**GIVEN TASK:** Render the rows below as a JSON list of strings, one string per line, leaving out blank lines. Begin at the line that contains "Where can the meadow" and stop after the line that contains "point(339, 941)".

── INPUT

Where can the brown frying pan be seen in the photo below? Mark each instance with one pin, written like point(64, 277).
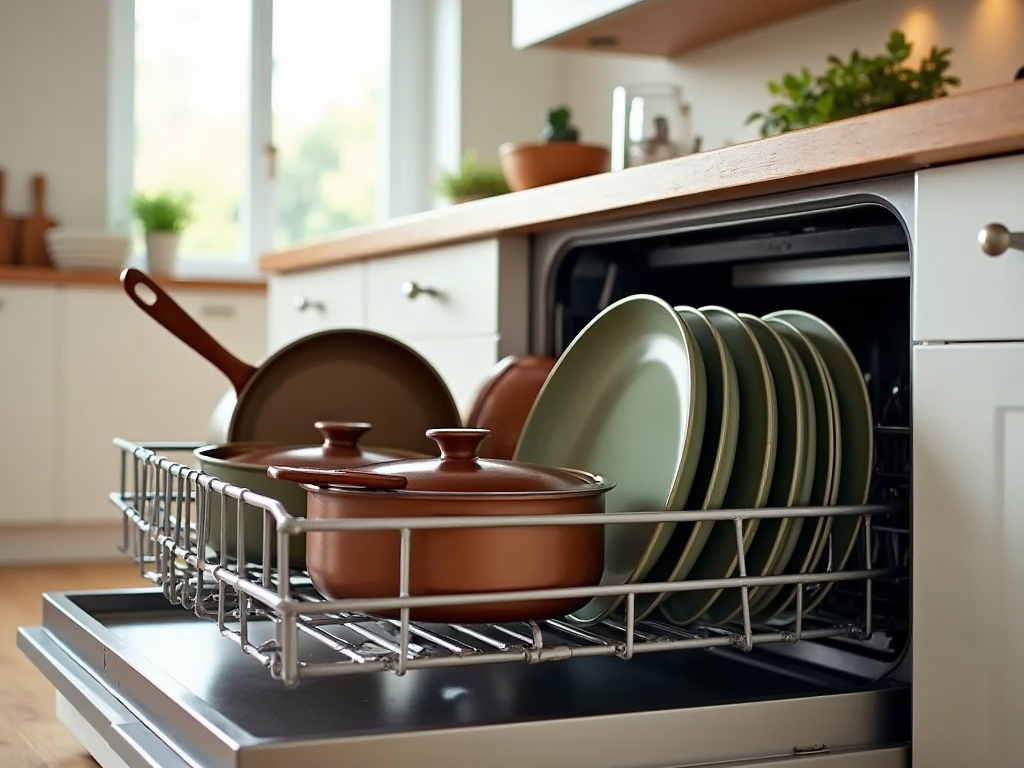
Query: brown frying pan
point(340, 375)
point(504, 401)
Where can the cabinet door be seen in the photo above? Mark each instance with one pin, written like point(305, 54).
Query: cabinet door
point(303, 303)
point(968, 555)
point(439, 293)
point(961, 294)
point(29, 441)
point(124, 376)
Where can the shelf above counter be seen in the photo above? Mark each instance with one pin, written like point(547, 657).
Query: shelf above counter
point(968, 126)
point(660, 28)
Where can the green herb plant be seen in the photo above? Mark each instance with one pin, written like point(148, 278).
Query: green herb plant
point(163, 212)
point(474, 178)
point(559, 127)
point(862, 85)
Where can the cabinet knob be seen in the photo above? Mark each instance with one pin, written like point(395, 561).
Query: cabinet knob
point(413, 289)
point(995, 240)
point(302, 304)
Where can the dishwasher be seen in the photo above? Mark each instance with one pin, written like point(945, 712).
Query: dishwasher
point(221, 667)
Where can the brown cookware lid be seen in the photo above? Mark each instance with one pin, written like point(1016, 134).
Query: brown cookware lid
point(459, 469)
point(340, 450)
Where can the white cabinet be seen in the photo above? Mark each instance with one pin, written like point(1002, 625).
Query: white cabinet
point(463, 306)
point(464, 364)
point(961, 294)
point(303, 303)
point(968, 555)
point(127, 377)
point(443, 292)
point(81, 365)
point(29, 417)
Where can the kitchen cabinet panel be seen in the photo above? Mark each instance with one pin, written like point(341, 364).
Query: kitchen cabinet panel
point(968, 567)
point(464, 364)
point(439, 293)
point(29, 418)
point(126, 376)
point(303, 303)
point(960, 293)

────
── INPUT

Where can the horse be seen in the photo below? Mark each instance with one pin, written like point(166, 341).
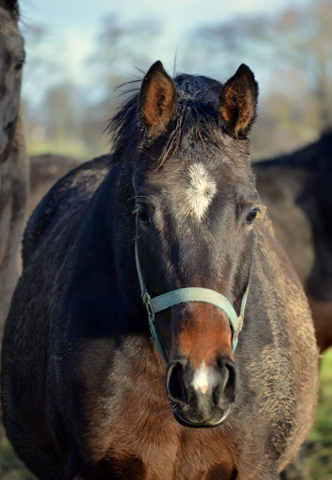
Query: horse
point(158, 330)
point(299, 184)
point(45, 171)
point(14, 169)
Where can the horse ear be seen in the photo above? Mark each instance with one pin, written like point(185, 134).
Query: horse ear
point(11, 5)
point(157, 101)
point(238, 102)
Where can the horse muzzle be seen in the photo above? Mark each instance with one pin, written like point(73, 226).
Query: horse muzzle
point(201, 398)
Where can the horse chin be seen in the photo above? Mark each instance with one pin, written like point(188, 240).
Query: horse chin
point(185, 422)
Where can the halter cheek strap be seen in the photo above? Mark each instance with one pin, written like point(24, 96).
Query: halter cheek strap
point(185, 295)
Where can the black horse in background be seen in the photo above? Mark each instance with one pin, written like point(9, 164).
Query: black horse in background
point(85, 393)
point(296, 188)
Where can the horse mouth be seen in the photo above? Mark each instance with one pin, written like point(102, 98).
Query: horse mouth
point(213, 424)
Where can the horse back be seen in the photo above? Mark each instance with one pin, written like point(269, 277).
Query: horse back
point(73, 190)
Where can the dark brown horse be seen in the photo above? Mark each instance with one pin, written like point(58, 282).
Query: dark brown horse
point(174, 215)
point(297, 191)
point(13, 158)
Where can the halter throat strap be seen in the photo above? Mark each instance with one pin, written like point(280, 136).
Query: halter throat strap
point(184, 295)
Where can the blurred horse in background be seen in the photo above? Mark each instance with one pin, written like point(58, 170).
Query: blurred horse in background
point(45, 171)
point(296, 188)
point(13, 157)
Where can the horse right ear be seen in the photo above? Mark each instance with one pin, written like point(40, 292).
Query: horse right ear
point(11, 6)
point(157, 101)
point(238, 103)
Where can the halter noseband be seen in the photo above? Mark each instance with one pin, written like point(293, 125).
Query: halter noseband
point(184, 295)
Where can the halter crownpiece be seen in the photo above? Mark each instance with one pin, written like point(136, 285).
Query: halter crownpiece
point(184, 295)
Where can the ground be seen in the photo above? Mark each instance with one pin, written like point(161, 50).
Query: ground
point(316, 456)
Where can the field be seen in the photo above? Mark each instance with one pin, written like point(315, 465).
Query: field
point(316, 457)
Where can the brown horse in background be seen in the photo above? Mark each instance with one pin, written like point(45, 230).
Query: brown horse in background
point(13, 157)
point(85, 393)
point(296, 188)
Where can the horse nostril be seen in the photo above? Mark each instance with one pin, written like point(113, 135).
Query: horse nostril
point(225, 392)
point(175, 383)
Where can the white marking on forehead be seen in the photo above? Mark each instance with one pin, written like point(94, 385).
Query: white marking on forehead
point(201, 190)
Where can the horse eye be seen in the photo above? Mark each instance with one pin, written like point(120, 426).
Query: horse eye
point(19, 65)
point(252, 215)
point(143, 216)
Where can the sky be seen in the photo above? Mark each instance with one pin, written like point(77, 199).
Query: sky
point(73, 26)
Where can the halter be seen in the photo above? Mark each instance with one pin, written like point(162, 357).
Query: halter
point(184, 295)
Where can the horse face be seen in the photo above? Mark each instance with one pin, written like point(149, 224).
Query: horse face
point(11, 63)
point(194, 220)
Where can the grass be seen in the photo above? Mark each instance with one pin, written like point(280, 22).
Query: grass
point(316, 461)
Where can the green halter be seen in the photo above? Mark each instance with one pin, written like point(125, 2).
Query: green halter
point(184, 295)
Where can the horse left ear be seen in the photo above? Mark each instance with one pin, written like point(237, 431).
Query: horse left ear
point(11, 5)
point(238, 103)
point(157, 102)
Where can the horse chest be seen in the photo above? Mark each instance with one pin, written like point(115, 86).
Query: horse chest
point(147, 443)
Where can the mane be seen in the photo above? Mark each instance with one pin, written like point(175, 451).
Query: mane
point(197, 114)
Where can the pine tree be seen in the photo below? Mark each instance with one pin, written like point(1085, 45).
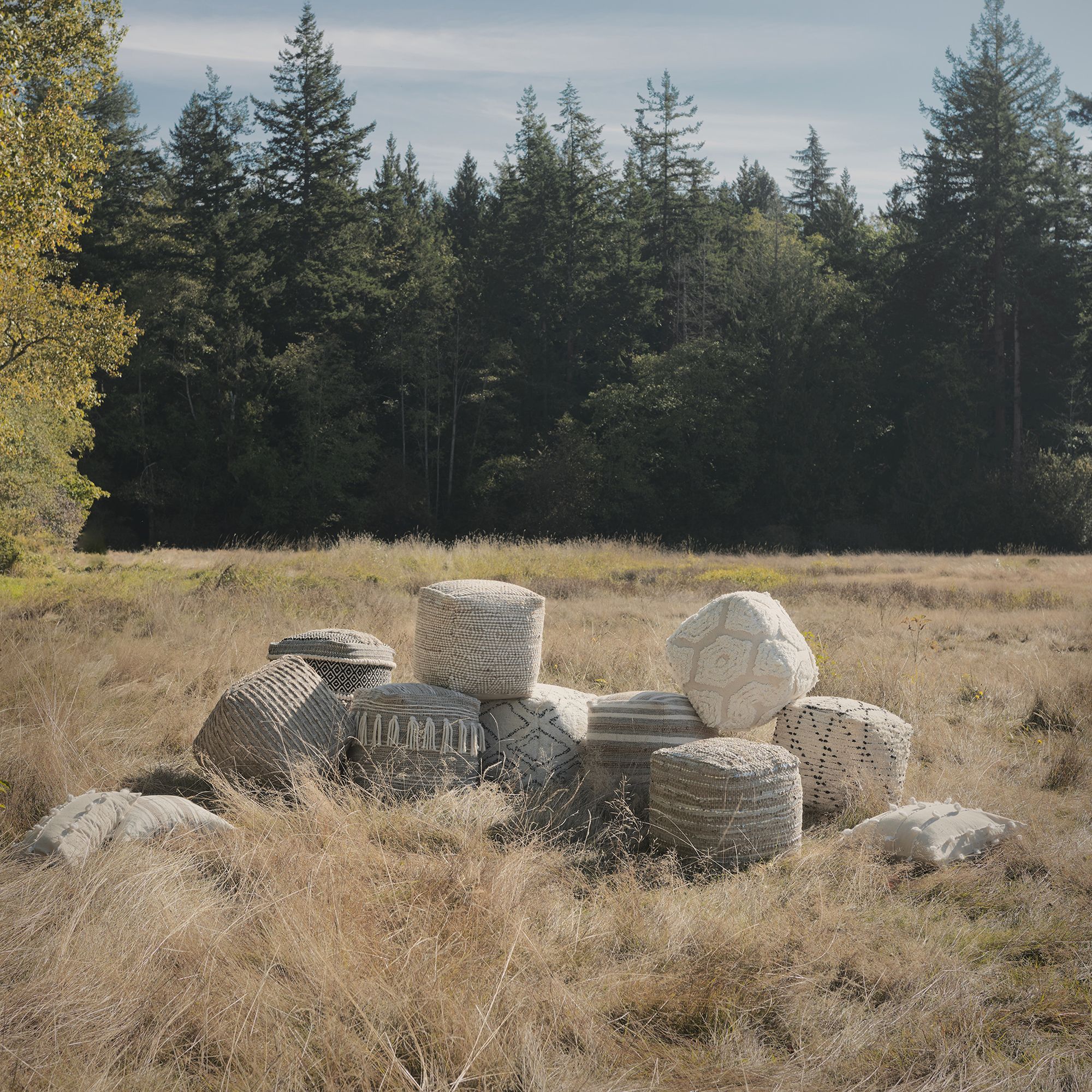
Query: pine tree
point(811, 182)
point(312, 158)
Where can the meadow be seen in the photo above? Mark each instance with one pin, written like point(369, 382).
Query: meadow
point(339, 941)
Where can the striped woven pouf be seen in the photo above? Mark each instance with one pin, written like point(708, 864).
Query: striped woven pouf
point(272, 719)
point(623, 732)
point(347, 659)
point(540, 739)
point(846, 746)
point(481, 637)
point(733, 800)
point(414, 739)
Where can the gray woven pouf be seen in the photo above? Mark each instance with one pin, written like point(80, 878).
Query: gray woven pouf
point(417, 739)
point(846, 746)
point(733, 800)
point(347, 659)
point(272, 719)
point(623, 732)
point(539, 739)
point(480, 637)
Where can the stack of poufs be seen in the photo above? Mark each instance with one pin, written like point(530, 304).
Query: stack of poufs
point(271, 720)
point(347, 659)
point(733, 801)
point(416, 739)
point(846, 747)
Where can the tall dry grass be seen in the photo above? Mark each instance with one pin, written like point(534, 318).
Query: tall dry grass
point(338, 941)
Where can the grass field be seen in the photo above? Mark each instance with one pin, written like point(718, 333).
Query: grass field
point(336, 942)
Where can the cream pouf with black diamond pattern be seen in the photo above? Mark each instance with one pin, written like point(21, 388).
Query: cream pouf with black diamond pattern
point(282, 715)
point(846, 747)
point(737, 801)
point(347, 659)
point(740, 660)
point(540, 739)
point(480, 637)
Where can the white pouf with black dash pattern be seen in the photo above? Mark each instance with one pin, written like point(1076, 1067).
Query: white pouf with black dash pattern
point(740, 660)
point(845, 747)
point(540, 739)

────

**EXERCISE OUTPUT:**
[
  "Where can the meadow be seen in the photo above? Mark each instance with one pin, written like point(369, 382).",
  "Query: meadow",
  "point(339, 941)"
]